Records for the exercise
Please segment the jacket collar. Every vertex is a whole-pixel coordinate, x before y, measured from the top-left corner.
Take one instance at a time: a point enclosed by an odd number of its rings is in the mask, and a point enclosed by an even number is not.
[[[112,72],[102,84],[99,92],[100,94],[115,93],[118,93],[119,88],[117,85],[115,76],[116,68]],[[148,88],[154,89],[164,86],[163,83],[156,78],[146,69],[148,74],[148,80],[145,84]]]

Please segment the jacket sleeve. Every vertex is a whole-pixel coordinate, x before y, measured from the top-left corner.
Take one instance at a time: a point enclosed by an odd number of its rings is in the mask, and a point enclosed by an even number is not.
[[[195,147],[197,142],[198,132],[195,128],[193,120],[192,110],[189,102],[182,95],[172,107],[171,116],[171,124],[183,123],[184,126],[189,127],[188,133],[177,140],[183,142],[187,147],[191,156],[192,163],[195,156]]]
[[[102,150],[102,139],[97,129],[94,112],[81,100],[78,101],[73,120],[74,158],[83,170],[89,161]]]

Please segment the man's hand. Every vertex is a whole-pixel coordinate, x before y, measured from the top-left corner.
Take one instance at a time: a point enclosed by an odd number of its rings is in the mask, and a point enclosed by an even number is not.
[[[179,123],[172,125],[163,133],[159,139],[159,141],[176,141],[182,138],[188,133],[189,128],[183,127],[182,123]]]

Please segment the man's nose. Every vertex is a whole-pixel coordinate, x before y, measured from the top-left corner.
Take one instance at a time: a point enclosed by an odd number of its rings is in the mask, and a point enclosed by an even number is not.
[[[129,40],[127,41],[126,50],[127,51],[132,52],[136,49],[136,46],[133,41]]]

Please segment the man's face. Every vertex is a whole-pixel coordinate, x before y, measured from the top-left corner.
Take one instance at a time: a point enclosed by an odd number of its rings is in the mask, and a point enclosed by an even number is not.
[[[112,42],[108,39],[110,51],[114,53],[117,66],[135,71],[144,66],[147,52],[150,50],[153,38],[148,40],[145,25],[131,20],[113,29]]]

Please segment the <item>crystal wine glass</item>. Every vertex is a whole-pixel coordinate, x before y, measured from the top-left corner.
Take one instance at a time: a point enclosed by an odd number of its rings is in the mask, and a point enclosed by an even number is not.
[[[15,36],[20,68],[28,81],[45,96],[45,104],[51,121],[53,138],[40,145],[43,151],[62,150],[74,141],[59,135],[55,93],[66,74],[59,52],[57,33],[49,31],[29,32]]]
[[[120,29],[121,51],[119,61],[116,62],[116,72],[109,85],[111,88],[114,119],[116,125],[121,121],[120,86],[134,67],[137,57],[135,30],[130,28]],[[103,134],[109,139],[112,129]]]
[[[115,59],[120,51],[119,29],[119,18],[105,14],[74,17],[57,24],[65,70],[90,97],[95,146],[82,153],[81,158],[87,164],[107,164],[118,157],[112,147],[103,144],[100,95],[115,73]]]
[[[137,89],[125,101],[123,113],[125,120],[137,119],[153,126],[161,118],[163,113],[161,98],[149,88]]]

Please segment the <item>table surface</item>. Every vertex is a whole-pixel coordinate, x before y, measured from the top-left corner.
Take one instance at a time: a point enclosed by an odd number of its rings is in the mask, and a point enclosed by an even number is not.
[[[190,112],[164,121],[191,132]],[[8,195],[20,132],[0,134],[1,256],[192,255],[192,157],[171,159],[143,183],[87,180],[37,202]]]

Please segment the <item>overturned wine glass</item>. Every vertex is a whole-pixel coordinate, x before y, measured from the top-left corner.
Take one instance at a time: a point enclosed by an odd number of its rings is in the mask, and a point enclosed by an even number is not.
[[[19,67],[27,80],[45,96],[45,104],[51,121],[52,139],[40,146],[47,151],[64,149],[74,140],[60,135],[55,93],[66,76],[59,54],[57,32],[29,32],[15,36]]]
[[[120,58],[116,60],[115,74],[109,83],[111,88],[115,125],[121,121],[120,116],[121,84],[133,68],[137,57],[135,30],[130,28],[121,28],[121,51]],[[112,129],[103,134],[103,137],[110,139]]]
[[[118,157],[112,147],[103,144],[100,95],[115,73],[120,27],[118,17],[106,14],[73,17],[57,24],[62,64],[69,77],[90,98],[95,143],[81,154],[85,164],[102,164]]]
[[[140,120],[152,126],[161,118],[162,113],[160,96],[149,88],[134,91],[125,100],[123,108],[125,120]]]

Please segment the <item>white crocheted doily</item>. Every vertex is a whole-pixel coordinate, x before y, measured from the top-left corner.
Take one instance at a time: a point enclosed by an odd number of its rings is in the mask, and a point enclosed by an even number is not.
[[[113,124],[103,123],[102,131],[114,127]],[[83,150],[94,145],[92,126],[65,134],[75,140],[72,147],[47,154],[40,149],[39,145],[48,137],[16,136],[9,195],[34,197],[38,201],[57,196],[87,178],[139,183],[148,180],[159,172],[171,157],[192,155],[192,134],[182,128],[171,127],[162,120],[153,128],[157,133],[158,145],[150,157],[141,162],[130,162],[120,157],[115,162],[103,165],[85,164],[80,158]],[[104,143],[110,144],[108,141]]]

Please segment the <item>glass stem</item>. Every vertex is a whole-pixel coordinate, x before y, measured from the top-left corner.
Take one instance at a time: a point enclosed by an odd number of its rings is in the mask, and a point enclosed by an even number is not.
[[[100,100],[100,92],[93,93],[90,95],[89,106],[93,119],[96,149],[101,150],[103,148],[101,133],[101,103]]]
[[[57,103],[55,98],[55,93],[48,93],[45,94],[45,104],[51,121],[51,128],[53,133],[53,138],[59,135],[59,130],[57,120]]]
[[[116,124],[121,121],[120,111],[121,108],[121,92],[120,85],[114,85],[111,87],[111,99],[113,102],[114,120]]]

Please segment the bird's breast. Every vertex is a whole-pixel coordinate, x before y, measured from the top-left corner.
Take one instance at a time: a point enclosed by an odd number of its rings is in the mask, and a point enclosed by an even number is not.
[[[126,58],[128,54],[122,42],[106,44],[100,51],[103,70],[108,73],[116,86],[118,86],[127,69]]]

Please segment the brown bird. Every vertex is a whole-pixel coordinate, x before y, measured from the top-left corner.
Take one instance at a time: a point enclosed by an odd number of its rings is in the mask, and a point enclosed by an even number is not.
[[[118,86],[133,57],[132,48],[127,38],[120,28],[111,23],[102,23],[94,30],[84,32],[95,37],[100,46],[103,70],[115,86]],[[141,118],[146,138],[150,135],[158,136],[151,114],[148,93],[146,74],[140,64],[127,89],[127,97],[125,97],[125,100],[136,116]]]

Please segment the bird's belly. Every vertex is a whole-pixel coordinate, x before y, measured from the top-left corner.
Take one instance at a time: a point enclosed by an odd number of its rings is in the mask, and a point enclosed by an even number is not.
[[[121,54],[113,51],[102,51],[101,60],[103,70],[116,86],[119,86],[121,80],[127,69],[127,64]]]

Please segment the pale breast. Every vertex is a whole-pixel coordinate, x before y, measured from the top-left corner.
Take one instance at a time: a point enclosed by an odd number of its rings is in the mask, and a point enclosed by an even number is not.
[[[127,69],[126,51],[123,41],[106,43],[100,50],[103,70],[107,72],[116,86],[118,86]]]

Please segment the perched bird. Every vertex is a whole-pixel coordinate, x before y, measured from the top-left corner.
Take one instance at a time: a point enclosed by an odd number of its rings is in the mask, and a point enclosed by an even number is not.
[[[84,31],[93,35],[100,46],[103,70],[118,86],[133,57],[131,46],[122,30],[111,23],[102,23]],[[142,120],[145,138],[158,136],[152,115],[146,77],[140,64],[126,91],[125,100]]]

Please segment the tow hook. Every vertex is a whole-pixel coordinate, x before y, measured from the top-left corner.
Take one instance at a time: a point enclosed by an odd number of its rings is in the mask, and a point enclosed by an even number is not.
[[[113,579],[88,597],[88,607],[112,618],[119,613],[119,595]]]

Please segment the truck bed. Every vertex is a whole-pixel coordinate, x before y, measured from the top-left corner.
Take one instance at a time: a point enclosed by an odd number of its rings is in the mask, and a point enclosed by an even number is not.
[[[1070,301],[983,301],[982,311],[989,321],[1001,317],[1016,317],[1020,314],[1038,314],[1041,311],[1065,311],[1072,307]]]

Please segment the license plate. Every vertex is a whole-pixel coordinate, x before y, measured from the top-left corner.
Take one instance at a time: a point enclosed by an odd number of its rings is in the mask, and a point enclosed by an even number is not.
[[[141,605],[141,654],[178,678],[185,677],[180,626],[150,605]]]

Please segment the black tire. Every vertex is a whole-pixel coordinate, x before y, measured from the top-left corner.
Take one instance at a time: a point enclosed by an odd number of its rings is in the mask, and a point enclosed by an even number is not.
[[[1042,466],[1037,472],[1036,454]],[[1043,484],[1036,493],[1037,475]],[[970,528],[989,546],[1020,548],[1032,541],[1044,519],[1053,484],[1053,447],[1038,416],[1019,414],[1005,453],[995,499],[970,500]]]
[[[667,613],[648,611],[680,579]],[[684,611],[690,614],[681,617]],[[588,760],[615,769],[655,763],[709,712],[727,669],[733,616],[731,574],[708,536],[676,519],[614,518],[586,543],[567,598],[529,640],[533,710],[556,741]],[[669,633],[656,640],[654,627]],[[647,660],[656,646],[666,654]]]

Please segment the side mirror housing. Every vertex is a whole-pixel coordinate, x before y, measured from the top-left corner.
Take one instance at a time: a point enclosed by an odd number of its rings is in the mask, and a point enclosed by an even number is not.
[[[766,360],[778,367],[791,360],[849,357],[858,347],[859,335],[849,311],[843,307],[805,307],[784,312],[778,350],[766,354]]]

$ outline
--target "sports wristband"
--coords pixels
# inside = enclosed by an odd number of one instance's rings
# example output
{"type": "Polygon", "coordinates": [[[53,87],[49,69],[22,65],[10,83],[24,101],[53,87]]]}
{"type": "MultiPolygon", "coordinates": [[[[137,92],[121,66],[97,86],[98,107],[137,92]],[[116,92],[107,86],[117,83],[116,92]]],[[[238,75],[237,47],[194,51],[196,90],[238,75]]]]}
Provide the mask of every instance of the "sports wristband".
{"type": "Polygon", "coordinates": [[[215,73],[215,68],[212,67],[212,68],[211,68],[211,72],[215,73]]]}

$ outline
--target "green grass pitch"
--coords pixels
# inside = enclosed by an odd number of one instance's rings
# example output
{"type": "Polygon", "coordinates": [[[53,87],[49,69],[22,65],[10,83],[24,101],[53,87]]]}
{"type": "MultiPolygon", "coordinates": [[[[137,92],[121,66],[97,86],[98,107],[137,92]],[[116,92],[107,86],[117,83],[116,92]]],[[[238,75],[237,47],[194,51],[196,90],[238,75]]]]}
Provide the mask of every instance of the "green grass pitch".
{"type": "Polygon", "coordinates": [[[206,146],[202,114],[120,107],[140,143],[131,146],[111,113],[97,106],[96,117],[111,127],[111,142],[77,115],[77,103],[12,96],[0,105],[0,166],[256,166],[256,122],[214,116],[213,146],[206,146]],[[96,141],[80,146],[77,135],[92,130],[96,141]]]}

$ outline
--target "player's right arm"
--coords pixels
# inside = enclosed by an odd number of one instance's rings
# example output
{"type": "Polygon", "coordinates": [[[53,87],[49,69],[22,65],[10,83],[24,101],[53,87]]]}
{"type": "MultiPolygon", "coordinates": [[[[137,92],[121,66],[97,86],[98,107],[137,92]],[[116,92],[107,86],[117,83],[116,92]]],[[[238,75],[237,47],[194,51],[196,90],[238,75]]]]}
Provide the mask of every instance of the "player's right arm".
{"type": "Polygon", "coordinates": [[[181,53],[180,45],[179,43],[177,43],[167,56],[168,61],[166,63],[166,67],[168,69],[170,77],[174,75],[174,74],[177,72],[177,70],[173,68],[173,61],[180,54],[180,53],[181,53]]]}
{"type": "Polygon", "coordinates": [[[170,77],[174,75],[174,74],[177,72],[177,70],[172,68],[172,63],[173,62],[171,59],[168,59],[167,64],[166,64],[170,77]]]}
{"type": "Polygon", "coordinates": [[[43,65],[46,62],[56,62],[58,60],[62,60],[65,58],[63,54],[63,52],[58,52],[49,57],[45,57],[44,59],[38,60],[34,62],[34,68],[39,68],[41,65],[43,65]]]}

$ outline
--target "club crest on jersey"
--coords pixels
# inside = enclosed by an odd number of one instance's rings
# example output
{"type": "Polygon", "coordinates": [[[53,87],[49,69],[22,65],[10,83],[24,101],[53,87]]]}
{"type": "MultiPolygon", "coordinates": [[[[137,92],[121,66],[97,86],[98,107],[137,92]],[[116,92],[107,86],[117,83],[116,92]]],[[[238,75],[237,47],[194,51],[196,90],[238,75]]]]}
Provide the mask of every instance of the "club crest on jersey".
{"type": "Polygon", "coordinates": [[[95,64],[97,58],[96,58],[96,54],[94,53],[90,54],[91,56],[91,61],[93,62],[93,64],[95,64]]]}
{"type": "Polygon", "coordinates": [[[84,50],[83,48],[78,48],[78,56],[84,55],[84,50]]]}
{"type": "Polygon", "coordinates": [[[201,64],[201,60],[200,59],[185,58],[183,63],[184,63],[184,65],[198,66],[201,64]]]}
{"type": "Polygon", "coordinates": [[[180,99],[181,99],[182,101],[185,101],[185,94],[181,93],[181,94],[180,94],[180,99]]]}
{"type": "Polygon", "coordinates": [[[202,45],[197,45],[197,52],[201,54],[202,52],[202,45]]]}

Aim of the task
Please gather every line of the records above that contains the word "right", copying each line in full; case counts.

Expected output
--target "player's right arm"
Provide the mask of every instance of the "player's right arm".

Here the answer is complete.